**PROBLEM STATEMENT**
Rewrite everything in the material from the line containing "Target: low-rise building" down to the line containing "x=429, y=316", putting "pin" in place of "marker" and leaving everything else unchanged.

= = =

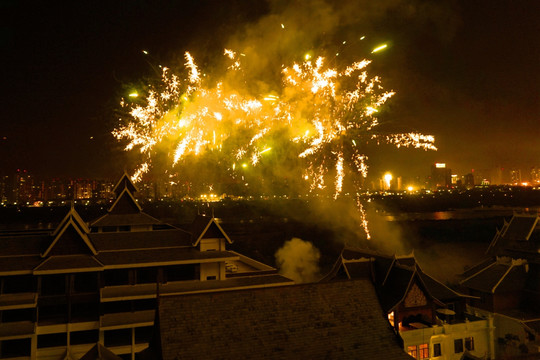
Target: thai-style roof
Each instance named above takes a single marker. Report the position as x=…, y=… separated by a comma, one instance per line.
x=207, y=227
x=392, y=276
x=100, y=352
x=71, y=247
x=124, y=183
x=70, y=237
x=518, y=238
x=503, y=275
x=335, y=320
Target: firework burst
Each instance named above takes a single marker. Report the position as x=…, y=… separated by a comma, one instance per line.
x=324, y=113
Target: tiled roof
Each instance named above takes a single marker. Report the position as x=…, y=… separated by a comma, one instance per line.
x=159, y=256
x=519, y=238
x=203, y=224
x=125, y=220
x=336, y=320
x=69, y=262
x=140, y=239
x=23, y=245
x=100, y=352
x=392, y=276
x=520, y=227
x=394, y=289
x=497, y=277
x=19, y=264
x=437, y=289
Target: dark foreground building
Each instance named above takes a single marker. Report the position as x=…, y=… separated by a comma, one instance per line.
x=338, y=320
x=66, y=290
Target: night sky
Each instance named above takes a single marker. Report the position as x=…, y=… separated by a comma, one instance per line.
x=465, y=71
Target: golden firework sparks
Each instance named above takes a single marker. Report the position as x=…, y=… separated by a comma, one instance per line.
x=327, y=112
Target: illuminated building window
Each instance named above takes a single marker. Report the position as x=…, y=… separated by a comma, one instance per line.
x=458, y=346
x=437, y=350
x=413, y=351
x=391, y=318
x=469, y=343
x=423, y=349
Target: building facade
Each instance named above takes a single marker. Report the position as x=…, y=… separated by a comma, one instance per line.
x=64, y=291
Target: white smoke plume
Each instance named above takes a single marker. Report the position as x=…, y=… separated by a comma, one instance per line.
x=298, y=260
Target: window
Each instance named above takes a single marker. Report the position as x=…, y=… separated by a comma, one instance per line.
x=117, y=277
x=117, y=337
x=469, y=343
x=437, y=350
x=84, y=337
x=411, y=350
x=85, y=282
x=458, y=345
x=53, y=285
x=19, y=284
x=52, y=340
x=423, y=349
x=15, y=348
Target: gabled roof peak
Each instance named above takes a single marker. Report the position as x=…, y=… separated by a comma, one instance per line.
x=124, y=183
x=125, y=203
x=74, y=221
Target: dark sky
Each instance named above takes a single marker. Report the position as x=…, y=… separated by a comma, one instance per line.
x=466, y=71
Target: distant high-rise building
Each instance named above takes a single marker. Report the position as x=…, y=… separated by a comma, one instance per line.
x=535, y=175
x=515, y=176
x=468, y=180
x=441, y=176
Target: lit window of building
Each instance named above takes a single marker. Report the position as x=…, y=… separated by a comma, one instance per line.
x=413, y=351
x=469, y=343
x=437, y=350
x=458, y=346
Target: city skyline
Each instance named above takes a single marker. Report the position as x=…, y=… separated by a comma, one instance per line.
x=463, y=72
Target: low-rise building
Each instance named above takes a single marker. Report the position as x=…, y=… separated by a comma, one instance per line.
x=65, y=290
x=429, y=316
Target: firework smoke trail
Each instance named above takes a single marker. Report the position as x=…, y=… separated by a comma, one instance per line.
x=325, y=111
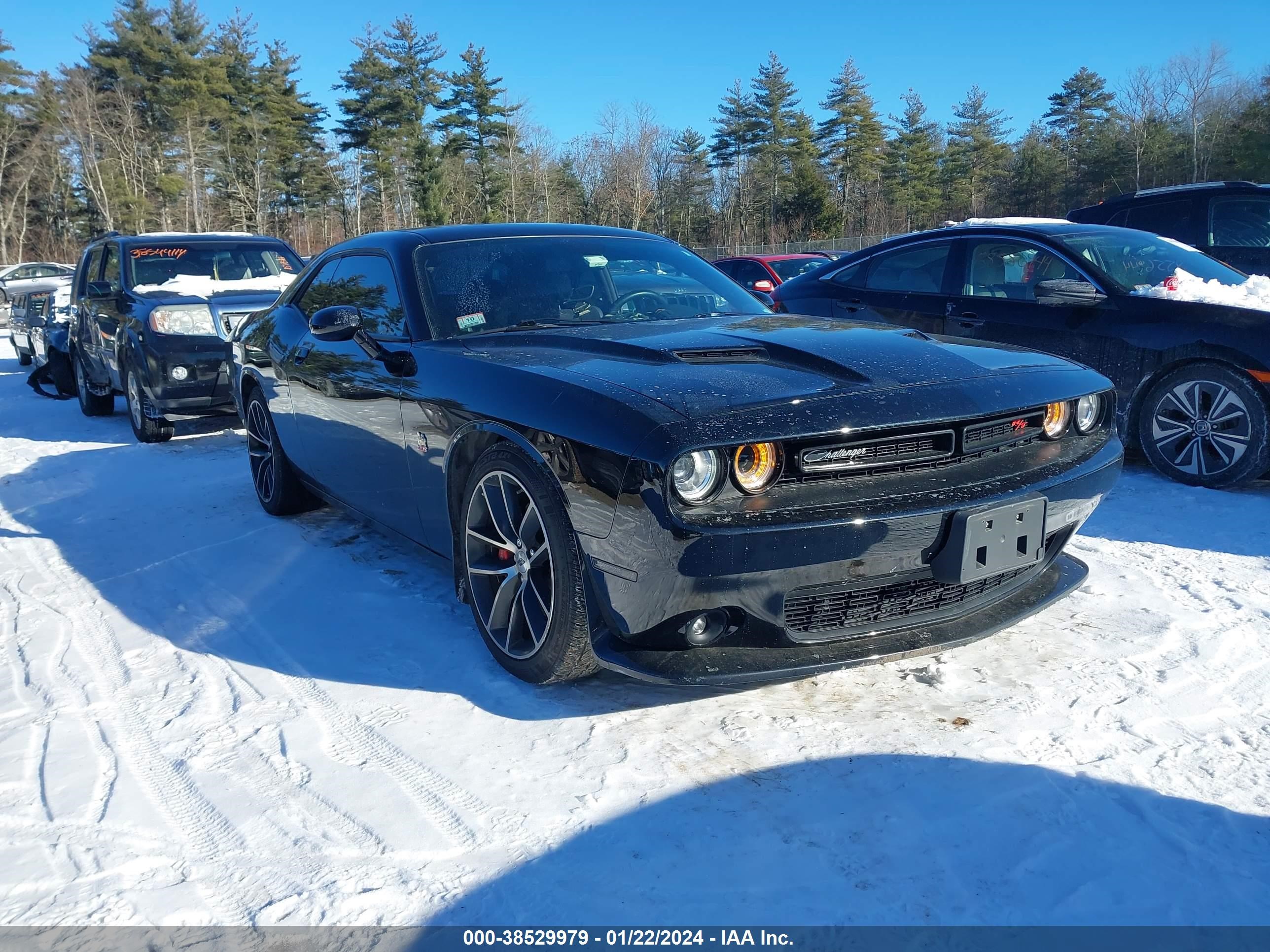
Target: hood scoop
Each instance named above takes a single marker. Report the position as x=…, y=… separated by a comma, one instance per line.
x=735, y=354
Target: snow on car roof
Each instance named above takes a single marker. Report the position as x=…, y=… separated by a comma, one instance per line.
x=201, y=286
x=197, y=234
x=1184, y=286
x=1009, y=220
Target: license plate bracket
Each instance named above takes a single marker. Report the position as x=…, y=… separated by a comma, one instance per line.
x=992, y=540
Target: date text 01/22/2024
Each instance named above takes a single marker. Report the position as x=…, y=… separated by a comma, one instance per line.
x=624, y=937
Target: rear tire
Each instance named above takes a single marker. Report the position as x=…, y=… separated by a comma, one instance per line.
x=516, y=543
x=1205, y=424
x=146, y=428
x=277, y=488
x=91, y=404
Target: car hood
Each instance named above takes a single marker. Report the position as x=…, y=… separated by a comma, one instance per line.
x=704, y=366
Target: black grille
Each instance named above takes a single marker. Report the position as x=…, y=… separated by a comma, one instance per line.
x=997, y=432
x=827, y=609
x=912, y=452
x=878, y=452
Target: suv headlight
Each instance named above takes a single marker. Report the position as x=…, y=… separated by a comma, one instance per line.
x=183, y=319
x=696, y=475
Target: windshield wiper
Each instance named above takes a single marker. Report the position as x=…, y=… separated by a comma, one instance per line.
x=535, y=325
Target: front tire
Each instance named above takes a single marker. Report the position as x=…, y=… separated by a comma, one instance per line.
x=1205, y=424
x=523, y=568
x=91, y=404
x=277, y=488
x=148, y=429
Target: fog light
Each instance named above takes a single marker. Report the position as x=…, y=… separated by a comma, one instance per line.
x=705, y=627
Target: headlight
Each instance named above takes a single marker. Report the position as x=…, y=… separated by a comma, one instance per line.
x=183, y=319
x=1057, y=417
x=1089, y=408
x=696, y=475
x=755, y=466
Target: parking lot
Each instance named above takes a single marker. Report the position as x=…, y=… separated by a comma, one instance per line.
x=211, y=715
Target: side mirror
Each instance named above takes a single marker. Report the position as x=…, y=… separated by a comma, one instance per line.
x=334, y=324
x=1067, y=294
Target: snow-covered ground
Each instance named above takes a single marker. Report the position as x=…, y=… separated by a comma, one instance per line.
x=212, y=716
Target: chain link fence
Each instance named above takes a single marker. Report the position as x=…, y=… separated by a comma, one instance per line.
x=713, y=253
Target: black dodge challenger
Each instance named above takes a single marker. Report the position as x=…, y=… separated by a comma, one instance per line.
x=635, y=465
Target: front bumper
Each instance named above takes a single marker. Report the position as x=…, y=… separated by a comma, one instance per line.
x=649, y=578
x=206, y=389
x=722, y=667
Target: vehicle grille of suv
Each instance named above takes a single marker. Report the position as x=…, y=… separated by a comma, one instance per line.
x=910, y=451
x=232, y=319
x=828, y=609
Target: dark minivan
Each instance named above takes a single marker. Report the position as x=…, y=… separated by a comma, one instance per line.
x=1229, y=220
x=154, y=315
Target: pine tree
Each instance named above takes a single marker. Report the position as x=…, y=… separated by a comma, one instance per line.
x=775, y=115
x=733, y=144
x=1037, y=174
x=475, y=122
x=1080, y=113
x=690, y=214
x=912, y=166
x=17, y=135
x=417, y=85
x=851, y=137
x=977, y=154
x=807, y=205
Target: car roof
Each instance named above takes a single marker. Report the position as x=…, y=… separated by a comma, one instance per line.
x=1175, y=191
x=770, y=258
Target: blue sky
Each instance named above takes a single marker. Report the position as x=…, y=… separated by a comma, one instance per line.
x=570, y=59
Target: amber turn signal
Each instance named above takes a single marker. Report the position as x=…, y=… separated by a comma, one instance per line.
x=755, y=466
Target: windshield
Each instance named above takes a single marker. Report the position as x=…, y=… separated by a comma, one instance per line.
x=154, y=265
x=793, y=267
x=1134, y=259
x=475, y=287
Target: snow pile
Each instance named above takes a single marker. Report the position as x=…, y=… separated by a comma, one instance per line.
x=1184, y=286
x=201, y=286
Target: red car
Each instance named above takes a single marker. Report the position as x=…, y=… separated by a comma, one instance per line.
x=765, y=272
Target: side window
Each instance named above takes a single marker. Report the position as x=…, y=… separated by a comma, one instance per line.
x=1238, y=223
x=1001, y=268
x=91, y=271
x=851, y=276
x=910, y=270
x=111, y=272
x=367, y=283
x=746, y=273
x=1169, y=219
x=320, y=292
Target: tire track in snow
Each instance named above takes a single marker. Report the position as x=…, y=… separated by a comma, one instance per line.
x=210, y=838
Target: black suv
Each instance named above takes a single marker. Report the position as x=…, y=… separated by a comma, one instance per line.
x=1229, y=220
x=154, y=315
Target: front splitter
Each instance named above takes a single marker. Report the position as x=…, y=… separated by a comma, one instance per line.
x=753, y=666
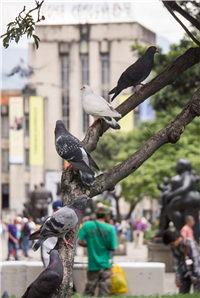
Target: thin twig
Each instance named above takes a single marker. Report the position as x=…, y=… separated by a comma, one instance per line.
x=179, y=21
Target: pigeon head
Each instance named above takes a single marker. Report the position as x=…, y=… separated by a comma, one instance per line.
x=53, y=256
x=60, y=127
x=152, y=50
x=86, y=89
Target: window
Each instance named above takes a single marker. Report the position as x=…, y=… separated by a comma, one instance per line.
x=85, y=81
x=27, y=165
x=4, y=127
x=105, y=75
x=5, y=160
x=65, y=92
x=5, y=196
x=27, y=189
x=26, y=125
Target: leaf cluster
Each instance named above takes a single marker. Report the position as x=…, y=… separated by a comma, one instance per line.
x=23, y=25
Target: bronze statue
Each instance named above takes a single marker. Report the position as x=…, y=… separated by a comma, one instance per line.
x=181, y=198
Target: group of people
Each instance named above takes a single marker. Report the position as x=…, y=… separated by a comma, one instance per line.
x=18, y=234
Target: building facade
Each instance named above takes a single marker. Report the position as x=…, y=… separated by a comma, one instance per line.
x=70, y=56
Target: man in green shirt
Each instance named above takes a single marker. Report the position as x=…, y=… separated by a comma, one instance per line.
x=99, y=237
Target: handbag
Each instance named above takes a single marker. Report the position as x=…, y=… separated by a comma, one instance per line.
x=118, y=280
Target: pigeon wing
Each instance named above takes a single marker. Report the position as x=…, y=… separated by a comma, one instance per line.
x=60, y=222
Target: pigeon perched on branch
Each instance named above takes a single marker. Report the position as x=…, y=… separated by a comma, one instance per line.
x=98, y=107
x=48, y=281
x=61, y=222
x=72, y=150
x=136, y=73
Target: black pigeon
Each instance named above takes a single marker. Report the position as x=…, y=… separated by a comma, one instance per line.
x=5, y=295
x=48, y=281
x=136, y=73
x=61, y=222
x=71, y=149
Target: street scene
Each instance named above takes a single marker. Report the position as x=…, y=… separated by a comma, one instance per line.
x=99, y=147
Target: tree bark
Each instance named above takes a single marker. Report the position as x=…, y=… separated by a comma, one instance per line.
x=71, y=183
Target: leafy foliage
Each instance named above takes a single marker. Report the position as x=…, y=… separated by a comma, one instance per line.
x=23, y=25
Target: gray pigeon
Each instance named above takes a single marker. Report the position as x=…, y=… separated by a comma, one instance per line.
x=5, y=295
x=48, y=281
x=72, y=150
x=61, y=222
x=136, y=73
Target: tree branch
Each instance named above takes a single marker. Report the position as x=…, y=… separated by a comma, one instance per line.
x=168, y=76
x=172, y=4
x=170, y=134
x=179, y=21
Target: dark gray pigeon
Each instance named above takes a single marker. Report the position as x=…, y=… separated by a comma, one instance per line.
x=136, y=73
x=48, y=281
x=61, y=222
x=72, y=150
x=5, y=295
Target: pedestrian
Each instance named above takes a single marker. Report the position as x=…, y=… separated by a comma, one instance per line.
x=187, y=231
x=49, y=244
x=99, y=237
x=138, y=233
x=26, y=233
x=12, y=239
x=186, y=261
x=124, y=227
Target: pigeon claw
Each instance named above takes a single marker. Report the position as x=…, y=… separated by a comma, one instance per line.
x=67, y=243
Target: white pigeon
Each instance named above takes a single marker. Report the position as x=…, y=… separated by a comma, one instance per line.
x=98, y=107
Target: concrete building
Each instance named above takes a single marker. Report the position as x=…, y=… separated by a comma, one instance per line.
x=70, y=56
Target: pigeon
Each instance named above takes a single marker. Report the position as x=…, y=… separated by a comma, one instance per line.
x=136, y=73
x=72, y=150
x=61, y=222
x=48, y=282
x=23, y=68
x=5, y=295
x=98, y=107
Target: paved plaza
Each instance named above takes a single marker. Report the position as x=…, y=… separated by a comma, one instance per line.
x=133, y=255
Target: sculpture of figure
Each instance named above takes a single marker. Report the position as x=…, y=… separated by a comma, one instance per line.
x=182, y=198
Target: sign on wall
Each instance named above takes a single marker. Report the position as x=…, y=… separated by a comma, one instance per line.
x=36, y=132
x=16, y=132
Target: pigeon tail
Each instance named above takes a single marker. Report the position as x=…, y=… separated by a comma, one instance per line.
x=113, y=90
x=87, y=179
x=38, y=244
x=36, y=235
x=116, y=93
x=112, y=122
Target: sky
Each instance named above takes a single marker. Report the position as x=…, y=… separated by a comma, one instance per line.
x=150, y=13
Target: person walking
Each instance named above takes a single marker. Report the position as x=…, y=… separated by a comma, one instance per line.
x=26, y=233
x=186, y=261
x=99, y=237
x=12, y=239
x=138, y=233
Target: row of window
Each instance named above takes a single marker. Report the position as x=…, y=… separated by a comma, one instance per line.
x=5, y=126
x=5, y=194
x=5, y=160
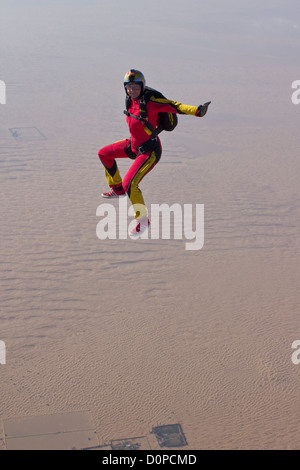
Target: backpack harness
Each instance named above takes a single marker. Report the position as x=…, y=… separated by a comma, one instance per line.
x=166, y=121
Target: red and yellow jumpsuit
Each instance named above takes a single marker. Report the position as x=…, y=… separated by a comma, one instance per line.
x=144, y=162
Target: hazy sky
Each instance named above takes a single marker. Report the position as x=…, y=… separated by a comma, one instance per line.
x=232, y=52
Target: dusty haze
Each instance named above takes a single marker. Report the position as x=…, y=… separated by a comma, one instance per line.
x=144, y=333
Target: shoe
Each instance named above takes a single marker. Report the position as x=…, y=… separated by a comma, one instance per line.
x=113, y=193
x=141, y=226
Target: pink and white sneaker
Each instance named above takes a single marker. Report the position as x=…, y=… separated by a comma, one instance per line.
x=141, y=226
x=114, y=193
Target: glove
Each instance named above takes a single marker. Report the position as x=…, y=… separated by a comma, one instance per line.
x=202, y=109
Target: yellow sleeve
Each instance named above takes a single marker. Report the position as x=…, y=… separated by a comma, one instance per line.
x=169, y=106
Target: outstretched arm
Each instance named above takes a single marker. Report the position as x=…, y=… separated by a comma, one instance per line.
x=169, y=106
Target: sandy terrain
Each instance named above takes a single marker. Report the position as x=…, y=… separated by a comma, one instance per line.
x=144, y=333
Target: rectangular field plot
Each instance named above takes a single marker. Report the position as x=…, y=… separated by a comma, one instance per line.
x=64, y=431
x=26, y=134
x=170, y=435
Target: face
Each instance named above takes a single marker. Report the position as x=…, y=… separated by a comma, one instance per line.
x=133, y=90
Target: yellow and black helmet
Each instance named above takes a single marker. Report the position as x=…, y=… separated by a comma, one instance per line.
x=135, y=76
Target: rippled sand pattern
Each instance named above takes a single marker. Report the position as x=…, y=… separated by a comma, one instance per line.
x=144, y=333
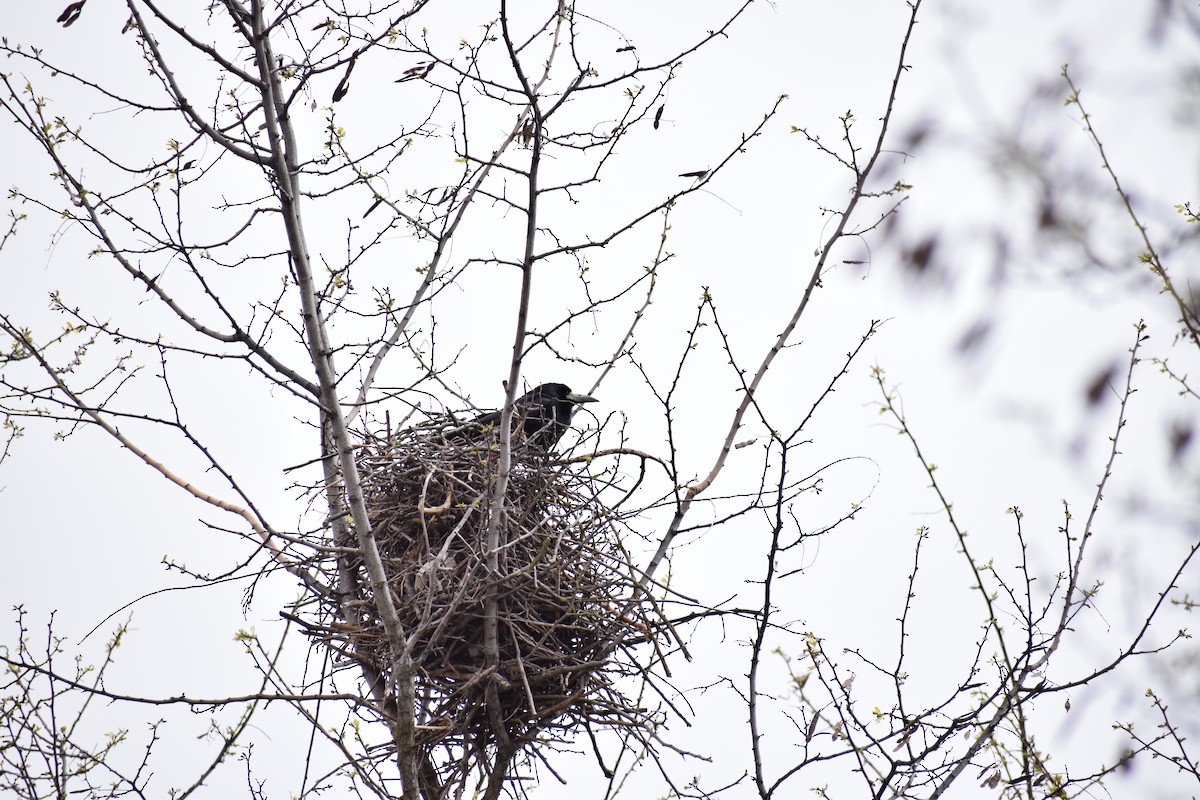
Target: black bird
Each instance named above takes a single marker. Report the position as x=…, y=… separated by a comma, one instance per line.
x=544, y=413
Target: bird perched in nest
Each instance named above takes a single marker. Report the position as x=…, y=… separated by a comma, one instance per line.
x=543, y=413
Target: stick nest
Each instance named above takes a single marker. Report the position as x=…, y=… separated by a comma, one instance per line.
x=562, y=595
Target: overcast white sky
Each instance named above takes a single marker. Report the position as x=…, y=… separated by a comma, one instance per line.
x=85, y=525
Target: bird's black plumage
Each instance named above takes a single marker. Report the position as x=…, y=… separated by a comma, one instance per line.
x=543, y=414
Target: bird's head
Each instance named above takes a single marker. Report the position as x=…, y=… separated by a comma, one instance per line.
x=559, y=395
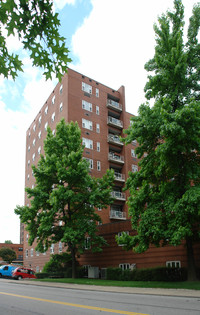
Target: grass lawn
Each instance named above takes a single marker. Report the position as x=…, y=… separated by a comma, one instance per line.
x=137, y=284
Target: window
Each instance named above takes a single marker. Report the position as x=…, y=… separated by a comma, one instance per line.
x=60, y=247
x=87, y=243
x=120, y=234
x=88, y=143
x=53, y=100
x=90, y=163
x=39, y=150
x=133, y=154
x=87, y=106
x=86, y=88
x=124, y=266
x=52, y=249
x=98, y=146
x=87, y=124
x=53, y=117
x=97, y=128
x=173, y=264
x=134, y=168
x=98, y=165
x=97, y=110
x=46, y=110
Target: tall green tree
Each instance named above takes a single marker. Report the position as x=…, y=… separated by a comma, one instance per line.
x=7, y=254
x=65, y=196
x=164, y=201
x=37, y=28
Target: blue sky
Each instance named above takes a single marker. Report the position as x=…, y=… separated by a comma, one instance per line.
x=109, y=41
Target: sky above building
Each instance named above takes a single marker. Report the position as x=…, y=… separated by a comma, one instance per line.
x=109, y=41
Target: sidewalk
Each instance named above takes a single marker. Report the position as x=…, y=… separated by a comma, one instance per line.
x=130, y=290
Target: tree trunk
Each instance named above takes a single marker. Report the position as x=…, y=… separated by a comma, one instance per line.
x=191, y=262
x=73, y=263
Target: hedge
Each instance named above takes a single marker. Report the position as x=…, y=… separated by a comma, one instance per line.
x=149, y=274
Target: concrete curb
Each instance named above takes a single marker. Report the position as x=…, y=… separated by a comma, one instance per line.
x=129, y=290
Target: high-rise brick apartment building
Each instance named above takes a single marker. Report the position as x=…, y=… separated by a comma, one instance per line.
x=101, y=115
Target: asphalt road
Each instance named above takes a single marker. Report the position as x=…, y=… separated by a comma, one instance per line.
x=26, y=298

= = =

**IN RESPONSE**
Target: low-rise building
Each instance named above takes a single pin. Report the position as x=…, y=… separated by a comma, one instance per line.
x=65, y=290
x=429, y=316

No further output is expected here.